JOB ▸ Pull out every line below that contains the word "surface".

SOURCE RECORDS ▸
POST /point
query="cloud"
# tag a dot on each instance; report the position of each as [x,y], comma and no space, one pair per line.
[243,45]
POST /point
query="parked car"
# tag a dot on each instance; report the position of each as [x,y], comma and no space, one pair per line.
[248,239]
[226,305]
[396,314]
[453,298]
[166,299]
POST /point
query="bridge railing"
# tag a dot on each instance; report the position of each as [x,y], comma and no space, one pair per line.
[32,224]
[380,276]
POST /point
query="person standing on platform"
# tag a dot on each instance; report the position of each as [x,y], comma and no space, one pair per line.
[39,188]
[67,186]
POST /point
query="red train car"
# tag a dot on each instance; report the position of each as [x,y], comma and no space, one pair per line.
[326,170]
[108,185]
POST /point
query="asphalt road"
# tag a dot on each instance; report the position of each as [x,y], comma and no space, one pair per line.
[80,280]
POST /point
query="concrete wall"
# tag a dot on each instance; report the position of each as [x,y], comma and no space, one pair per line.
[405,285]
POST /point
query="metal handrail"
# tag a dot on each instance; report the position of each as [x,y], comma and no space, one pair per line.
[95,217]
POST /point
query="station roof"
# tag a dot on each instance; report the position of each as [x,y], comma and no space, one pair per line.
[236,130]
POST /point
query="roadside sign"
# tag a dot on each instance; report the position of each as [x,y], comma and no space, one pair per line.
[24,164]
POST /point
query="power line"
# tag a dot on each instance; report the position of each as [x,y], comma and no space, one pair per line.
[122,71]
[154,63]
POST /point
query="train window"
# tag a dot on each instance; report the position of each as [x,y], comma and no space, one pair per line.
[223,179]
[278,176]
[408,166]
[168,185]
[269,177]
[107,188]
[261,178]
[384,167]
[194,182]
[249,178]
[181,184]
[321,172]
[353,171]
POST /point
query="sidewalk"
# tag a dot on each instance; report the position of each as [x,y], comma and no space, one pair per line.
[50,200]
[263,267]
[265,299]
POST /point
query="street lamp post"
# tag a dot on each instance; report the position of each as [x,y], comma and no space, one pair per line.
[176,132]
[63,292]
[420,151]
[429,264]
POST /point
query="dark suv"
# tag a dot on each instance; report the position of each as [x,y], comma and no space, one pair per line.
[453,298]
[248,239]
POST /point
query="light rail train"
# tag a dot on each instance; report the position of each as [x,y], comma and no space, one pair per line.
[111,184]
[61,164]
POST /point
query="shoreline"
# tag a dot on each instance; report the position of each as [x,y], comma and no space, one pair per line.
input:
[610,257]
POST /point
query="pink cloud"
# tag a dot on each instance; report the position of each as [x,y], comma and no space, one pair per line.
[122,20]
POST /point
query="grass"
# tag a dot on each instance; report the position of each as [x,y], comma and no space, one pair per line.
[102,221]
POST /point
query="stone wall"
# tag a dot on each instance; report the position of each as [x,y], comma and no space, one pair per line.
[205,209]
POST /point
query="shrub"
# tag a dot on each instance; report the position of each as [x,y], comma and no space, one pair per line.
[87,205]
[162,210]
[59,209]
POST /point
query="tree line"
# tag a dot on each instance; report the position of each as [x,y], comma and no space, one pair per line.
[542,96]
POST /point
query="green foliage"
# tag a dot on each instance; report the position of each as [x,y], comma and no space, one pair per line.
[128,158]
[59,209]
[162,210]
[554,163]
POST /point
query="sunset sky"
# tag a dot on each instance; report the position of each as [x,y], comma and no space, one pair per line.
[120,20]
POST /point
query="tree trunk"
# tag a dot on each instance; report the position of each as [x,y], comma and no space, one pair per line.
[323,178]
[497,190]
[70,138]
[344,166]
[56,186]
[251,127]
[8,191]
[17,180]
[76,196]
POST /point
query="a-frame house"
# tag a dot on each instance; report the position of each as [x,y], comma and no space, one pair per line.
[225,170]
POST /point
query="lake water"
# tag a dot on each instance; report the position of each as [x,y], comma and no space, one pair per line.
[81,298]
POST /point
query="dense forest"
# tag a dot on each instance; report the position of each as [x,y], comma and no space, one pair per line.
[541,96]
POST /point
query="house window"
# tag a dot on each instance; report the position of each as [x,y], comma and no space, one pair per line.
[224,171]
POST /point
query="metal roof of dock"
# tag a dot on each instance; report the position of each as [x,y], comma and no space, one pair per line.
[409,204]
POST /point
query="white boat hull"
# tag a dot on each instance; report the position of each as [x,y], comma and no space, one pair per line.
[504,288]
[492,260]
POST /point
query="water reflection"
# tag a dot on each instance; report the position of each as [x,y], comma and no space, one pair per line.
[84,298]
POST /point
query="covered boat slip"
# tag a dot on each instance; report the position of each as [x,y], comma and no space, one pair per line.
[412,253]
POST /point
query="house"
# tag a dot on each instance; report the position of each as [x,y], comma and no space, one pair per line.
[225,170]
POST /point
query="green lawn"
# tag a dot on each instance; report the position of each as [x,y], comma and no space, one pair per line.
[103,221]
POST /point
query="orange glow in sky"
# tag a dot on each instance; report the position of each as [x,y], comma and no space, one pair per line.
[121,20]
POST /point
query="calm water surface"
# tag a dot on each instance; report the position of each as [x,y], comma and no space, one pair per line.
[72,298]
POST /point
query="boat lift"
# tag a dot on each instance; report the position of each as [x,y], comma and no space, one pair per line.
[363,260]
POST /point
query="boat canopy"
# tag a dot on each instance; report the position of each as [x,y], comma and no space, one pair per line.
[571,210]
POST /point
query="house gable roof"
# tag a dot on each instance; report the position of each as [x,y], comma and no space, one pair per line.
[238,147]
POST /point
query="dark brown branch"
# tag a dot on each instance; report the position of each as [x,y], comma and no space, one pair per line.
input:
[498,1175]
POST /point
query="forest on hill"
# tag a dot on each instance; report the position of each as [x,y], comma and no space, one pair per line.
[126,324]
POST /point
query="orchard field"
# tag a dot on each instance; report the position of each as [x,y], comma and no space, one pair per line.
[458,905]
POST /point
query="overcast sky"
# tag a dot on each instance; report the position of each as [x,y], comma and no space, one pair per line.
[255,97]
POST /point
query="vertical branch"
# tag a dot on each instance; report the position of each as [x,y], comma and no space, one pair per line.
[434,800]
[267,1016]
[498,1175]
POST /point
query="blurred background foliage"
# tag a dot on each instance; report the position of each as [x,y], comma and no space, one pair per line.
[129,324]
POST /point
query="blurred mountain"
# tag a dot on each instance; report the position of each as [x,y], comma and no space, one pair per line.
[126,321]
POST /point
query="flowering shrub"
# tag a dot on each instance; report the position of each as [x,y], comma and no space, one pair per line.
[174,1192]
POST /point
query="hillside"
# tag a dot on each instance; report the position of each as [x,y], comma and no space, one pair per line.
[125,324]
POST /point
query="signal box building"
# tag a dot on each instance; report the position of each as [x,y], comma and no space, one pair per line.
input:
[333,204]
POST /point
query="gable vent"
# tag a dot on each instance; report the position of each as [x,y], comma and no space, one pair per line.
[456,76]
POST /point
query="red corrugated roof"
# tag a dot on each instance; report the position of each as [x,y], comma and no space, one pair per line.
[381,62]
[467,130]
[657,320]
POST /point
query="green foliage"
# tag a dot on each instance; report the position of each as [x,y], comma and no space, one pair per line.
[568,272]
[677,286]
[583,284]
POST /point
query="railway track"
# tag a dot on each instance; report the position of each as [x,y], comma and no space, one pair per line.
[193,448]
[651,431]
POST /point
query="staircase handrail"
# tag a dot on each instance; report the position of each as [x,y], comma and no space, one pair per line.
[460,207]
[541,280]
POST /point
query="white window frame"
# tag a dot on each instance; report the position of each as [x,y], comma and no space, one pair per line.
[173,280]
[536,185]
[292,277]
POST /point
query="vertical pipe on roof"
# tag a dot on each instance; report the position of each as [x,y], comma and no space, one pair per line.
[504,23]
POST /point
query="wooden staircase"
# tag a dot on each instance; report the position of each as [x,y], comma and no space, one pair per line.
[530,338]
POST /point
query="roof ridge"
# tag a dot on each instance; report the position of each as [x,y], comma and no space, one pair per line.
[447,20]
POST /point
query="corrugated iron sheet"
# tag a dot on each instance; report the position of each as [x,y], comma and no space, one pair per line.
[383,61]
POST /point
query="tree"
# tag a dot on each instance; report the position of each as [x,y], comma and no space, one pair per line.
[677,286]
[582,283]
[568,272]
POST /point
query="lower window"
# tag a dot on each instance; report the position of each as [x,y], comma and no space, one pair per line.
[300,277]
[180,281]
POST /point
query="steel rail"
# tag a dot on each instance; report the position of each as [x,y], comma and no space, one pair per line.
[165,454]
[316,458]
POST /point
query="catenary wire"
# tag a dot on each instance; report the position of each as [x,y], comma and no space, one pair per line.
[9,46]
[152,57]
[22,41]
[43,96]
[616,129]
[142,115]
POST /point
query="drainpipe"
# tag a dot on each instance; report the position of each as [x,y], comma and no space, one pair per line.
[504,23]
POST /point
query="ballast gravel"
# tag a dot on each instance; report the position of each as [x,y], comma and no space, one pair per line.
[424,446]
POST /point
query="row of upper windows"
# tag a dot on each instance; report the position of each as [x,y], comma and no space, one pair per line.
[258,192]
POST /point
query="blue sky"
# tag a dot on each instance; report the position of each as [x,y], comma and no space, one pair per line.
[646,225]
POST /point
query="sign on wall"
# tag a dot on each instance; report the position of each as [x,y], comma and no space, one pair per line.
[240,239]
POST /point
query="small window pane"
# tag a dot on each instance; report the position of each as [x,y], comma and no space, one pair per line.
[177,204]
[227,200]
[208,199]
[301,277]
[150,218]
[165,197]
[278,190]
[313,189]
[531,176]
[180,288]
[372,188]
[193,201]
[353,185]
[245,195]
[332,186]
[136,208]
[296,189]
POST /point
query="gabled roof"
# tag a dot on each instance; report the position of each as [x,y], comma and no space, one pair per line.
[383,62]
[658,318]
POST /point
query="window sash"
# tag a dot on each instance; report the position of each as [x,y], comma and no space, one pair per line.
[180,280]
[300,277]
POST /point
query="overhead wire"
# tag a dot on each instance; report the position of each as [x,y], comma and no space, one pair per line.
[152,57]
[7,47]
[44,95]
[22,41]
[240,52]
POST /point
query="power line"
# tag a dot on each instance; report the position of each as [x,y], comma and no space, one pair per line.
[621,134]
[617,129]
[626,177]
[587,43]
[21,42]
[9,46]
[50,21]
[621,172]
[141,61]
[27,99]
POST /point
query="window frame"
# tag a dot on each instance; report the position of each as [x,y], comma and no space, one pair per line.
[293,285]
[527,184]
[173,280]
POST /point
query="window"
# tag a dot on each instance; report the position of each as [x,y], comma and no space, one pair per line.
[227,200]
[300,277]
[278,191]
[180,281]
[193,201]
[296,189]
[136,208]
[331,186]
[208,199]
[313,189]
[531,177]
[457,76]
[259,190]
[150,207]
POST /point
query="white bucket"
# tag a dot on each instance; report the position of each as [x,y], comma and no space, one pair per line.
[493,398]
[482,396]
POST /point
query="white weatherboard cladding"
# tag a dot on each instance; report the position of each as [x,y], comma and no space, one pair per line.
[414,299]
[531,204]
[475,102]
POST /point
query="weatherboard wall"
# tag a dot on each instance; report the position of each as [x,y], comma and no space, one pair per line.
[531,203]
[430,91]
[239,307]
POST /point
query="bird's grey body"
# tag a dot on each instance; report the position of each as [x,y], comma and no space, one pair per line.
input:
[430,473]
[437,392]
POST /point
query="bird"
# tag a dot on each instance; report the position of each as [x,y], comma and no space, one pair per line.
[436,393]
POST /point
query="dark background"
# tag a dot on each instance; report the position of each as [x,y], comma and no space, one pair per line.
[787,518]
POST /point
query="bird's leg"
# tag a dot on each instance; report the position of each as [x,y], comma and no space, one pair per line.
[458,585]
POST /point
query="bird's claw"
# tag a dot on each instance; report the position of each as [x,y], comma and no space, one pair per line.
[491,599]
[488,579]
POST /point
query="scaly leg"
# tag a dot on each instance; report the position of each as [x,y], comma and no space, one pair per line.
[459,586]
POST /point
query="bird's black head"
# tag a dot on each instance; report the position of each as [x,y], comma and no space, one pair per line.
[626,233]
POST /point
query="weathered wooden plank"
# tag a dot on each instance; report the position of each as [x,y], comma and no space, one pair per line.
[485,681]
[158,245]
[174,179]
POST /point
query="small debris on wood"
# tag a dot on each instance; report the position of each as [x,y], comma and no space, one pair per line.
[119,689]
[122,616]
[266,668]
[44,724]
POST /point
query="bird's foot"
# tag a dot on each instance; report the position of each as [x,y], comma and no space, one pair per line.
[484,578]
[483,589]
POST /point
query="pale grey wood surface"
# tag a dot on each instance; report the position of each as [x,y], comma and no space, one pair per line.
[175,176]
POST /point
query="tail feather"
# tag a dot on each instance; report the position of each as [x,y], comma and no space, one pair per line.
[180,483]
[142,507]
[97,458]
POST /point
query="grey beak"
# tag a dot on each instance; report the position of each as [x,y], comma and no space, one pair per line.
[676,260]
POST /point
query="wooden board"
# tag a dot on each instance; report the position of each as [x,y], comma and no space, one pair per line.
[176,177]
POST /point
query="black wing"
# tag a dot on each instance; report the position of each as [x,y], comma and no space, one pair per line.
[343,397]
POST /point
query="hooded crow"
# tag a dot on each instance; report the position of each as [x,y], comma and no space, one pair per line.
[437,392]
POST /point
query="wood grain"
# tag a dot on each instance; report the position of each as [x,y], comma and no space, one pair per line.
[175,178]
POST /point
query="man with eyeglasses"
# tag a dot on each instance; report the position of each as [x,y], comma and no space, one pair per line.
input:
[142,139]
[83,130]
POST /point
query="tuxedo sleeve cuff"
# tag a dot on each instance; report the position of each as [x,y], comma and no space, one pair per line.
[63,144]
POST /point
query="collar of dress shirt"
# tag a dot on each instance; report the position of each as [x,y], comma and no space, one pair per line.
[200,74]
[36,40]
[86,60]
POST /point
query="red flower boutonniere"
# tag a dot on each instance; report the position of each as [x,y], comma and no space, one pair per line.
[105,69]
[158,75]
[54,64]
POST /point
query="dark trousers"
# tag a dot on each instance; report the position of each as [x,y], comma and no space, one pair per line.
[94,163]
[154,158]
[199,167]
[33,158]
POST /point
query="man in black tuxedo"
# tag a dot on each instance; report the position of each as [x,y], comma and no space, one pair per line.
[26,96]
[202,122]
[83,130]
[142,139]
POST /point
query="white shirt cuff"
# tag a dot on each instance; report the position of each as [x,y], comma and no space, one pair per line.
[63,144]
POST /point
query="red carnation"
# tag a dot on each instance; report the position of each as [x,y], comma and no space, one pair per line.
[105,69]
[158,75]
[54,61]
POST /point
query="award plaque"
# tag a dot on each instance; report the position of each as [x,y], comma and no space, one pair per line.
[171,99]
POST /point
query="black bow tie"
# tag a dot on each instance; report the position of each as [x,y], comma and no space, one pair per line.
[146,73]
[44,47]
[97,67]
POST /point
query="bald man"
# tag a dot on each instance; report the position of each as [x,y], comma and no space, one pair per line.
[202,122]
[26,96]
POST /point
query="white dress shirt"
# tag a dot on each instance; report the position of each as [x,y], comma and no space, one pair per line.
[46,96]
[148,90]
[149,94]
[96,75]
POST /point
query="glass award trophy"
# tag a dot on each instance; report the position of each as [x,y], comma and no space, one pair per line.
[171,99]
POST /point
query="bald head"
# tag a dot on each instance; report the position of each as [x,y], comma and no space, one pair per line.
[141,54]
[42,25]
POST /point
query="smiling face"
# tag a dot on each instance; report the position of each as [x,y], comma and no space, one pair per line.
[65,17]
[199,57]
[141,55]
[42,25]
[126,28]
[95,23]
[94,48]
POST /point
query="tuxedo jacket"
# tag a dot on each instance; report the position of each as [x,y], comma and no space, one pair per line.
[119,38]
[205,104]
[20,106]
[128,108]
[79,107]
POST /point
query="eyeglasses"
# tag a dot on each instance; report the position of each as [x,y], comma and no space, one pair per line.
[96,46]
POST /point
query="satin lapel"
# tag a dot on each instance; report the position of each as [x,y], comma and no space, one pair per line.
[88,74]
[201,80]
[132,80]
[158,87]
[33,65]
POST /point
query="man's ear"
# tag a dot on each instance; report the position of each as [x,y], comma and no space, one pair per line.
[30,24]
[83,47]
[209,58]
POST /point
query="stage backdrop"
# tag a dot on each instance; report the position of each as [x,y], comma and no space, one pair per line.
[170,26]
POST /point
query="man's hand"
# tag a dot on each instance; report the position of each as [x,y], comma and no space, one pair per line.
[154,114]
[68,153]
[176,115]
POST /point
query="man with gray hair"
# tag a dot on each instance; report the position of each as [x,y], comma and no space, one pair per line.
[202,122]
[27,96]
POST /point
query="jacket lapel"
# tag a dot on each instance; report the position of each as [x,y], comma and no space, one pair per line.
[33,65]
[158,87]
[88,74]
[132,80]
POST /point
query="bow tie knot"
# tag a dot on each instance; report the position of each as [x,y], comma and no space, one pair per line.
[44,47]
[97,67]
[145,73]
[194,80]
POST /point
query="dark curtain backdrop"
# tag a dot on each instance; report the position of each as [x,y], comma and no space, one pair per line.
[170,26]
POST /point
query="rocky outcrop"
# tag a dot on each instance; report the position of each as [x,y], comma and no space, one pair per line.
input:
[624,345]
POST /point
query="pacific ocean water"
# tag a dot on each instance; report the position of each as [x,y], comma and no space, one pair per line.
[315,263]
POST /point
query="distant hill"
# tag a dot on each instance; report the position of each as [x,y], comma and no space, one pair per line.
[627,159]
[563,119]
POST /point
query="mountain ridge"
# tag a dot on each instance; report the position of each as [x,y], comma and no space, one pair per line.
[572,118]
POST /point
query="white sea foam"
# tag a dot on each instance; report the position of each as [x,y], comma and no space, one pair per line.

OUTPUT BELOW ▸
query="calm water surface"
query="pale grey wood surface"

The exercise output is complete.